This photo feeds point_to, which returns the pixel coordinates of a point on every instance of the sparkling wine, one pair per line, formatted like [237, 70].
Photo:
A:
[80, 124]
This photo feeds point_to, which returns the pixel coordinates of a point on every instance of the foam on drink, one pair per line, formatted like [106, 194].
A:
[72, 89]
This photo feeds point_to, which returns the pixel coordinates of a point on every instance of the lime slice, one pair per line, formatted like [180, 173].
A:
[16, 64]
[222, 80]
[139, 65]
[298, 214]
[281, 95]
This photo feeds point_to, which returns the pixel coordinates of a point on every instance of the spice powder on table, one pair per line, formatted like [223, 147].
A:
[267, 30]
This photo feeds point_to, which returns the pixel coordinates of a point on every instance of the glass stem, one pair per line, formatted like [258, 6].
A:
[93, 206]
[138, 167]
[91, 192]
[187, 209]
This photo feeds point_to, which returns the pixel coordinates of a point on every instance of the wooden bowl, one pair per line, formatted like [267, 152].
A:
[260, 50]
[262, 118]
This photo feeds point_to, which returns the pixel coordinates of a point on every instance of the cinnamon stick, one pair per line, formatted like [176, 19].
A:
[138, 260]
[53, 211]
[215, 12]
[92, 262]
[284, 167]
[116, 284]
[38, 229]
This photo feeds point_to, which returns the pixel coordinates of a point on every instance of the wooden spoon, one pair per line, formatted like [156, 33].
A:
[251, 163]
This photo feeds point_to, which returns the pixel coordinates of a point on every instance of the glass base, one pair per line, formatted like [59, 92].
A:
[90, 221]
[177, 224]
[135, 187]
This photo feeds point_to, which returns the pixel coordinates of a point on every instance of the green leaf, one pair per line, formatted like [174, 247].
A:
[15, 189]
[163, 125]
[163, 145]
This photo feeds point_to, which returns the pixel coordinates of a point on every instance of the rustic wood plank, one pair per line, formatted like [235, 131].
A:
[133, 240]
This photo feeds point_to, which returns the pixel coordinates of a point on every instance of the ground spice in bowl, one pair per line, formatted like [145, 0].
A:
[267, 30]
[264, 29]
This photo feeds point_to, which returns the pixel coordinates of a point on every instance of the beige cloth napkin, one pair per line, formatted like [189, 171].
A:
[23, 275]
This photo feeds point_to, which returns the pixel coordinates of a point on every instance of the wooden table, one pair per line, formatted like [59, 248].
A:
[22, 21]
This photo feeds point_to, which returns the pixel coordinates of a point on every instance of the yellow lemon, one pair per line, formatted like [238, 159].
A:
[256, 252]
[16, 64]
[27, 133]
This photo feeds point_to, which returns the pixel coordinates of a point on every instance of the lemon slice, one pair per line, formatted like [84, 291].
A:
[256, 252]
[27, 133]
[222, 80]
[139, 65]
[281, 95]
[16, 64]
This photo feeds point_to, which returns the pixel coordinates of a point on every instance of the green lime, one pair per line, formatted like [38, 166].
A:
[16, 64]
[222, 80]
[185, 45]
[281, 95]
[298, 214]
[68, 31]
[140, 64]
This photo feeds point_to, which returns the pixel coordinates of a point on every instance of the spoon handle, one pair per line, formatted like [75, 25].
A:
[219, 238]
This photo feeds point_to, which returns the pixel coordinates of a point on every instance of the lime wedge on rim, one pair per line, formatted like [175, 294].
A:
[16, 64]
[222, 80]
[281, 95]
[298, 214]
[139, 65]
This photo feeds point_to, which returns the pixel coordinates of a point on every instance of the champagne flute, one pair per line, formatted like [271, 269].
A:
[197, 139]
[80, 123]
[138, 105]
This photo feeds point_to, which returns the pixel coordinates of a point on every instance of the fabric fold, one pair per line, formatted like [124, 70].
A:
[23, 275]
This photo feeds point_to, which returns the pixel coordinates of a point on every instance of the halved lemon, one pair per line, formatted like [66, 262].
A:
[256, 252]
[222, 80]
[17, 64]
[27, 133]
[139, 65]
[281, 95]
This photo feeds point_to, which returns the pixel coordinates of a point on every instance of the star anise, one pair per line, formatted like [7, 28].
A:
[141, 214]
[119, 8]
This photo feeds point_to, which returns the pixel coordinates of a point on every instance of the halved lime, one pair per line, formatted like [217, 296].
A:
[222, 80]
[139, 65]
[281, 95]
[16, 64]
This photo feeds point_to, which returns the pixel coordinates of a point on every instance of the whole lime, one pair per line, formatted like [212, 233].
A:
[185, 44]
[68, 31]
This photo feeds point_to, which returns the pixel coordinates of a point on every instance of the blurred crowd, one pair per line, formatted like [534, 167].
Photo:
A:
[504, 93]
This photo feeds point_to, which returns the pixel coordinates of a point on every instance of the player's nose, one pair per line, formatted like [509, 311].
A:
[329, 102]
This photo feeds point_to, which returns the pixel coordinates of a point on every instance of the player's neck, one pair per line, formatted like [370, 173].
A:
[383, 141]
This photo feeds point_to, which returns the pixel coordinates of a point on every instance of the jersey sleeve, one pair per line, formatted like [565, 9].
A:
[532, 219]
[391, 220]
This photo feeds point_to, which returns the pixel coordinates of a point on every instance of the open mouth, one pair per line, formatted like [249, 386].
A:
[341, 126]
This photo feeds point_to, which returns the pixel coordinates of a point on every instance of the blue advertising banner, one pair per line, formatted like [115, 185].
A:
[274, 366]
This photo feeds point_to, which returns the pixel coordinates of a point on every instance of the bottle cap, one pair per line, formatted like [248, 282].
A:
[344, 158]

++++

Retype the entries one by one, exactly.

This photo feeds point_to, which returns the pixel coordinates of a point on every instance of the sparkling wine, one pair per line, formatted like [237, 70].
Photo:
A:
[80, 124]
This photo feeds point_to, which returns the pixel coordinates of a point on every instance of the foam on drink, one pair per line, formatted like [106, 194].
A:
[72, 89]
This photo feeds point_to, which returns the pixel coordinates of a point on every instance of the lime slice, one pair per line, formatted like [180, 173].
A:
[16, 64]
[222, 80]
[139, 65]
[298, 214]
[281, 95]
This photo feeds point_to, which returns the pixel coordinates of a point on every instance of the spice powder on table, one pair per line, formatted like [223, 147].
A:
[267, 30]
This photo feeds point_to, which returns the pixel coordinates of a point on every instance of the glass stem, one pair per line, formatted like [258, 6].
A:
[93, 206]
[138, 167]
[91, 192]
[187, 209]
This photo feeds point_to, which returns the pixel coordinates of a point on every instance of the wooden bowl, one pair per line, formatted like [267, 152].
A:
[260, 50]
[262, 118]
This photo feeds point_to, which returns the pixel coordinates of a point on every instance of the cinnamon stick, one pair per line, formatted like [176, 19].
A:
[138, 260]
[53, 211]
[215, 12]
[92, 262]
[284, 167]
[116, 284]
[38, 229]
This photo feeds point_to, which returns the pixel coordinates of a point on every instance of the wooden spoon, one pair per line, formatted like [156, 33].
A:
[251, 163]
This photo feeds point_to, which returns the pixel coordinates of a point on every instance of the glass base, one pair per line, formatted like [59, 92].
A:
[90, 221]
[177, 224]
[135, 187]
This photo feeds point_to, which returns the pixel coordinates of a point on every instance of the green leaf, one pair per line, formatted like [174, 247].
A:
[15, 189]
[163, 125]
[163, 145]
This photo feeds point_to, which returns the pixel coordinates of a point on every instance of the rustic wood plank, one pair per line, formatted like [235, 131].
A:
[133, 240]
This photo feeds point_to, which returns the pixel coordinates of a point on every instance of the ground spice in bowl, one pair per line, formatted like [145, 0].
A:
[267, 30]
[264, 29]
This photo feeds point_to, which returns the pixel coordinates of a point on every instance of the beige cloth napkin, one pair per line, formatted like [189, 171].
A:
[23, 275]
This photo feeds point_to, which returns the pixel coordinates of a point on every instance of the wooden table, one pair per line, formatted like [59, 248].
A:
[22, 21]
This photo feeds point_to, which returns the pixel coordinates of a point on every instance of the yellow lemon, one pair per line, formatted like [238, 159].
A:
[256, 252]
[16, 64]
[27, 133]
This photo feeds point_to, which returns the pixel coordinates of a point on every instance of the lemon slice, one pair per line, formatted like [84, 291].
A:
[256, 252]
[27, 133]
[222, 80]
[139, 65]
[281, 95]
[16, 64]
This photo feeds point_to, which returns the pixel coordinates of a point on every instance of the green lime, one pair per line, formatted like [38, 166].
A:
[16, 64]
[222, 80]
[185, 45]
[281, 95]
[298, 214]
[68, 31]
[140, 64]
This photo feeds point_to, which returns the pixel coordinates of a point on every instance of the spoon handle, one pair per line, formatted like [75, 25].
A:
[219, 238]
This photo feeds point_to, which returns the pixel coordinates of a point on every instance of the lime wedge on rim, one pair per line, formatted like [175, 294].
A:
[16, 64]
[222, 80]
[281, 95]
[298, 214]
[139, 65]
This photo feeds point_to, which returns the pixel coordinates of a point on every instance of the champagne flute, one pair per line, formatted like [271, 269].
A:
[197, 139]
[80, 123]
[138, 105]
This photo feeds point_to, which returns the pixel coordinates of a point on every instance of the fabric fold, one pair per line, formatted like [124, 70].
A:
[23, 275]
This photo feeds point_to, which returns the pixel coordinates of a point on every instance of the halved lemon, one pair per line, formatted like [66, 262].
A:
[256, 252]
[222, 80]
[17, 64]
[27, 133]
[139, 65]
[281, 95]
This photo feeds point_to, which returns the pixel coordinates of a point on every instance of the star anise, one pair per line, formatted like [7, 28].
A:
[141, 214]
[119, 8]
This photo feeds point_to, which returns the pixel coordinates of a point on every instance of the halved lime, one pair per line, formatted like [217, 296].
A:
[222, 80]
[139, 65]
[281, 95]
[16, 64]
This photo feeds point_to, which returns the pixel coordinates of a point on every instance of the whole lime, one pair per line, formatted like [212, 233].
A:
[185, 44]
[68, 31]
This photo feeds point_to, which returns the pixel coordinates of a point on every instance of the blurred crowd, one pair per line, formatted like [534, 167].
Photo:
A:
[504, 93]
This photo feeds point_to, which returns the pixel coordinates of a point on every instance of the player's nose, one pair per line, formatted like [509, 311].
A:
[329, 102]
This photo feeds point_to, which returns the pixel coordinates of a point on every instance of the player's neck, one pair per line, formatted like [370, 173].
A:
[383, 141]
This photo feeds point_to, which returns the pixel coordinates of a point on every instance of the jersey sleeve, one pair per line, formatted like [565, 9].
A:
[532, 219]
[391, 220]
This photo feeds point_to, which returns the pixel coordinates of a point on every instance of the open mouth, one pair per line, formatted like [249, 386].
A:
[341, 126]
This photo feeds point_to, which returns the pixel coordinates of a point on every instance of the blue advertising banner, one pair per line, formatted like [115, 185].
A:
[274, 366]
This photo feeds point_to, which returns the pixel coordinates of a point on every instance of the bottle cap, one pair per line, formatted like [248, 282].
A:
[344, 158]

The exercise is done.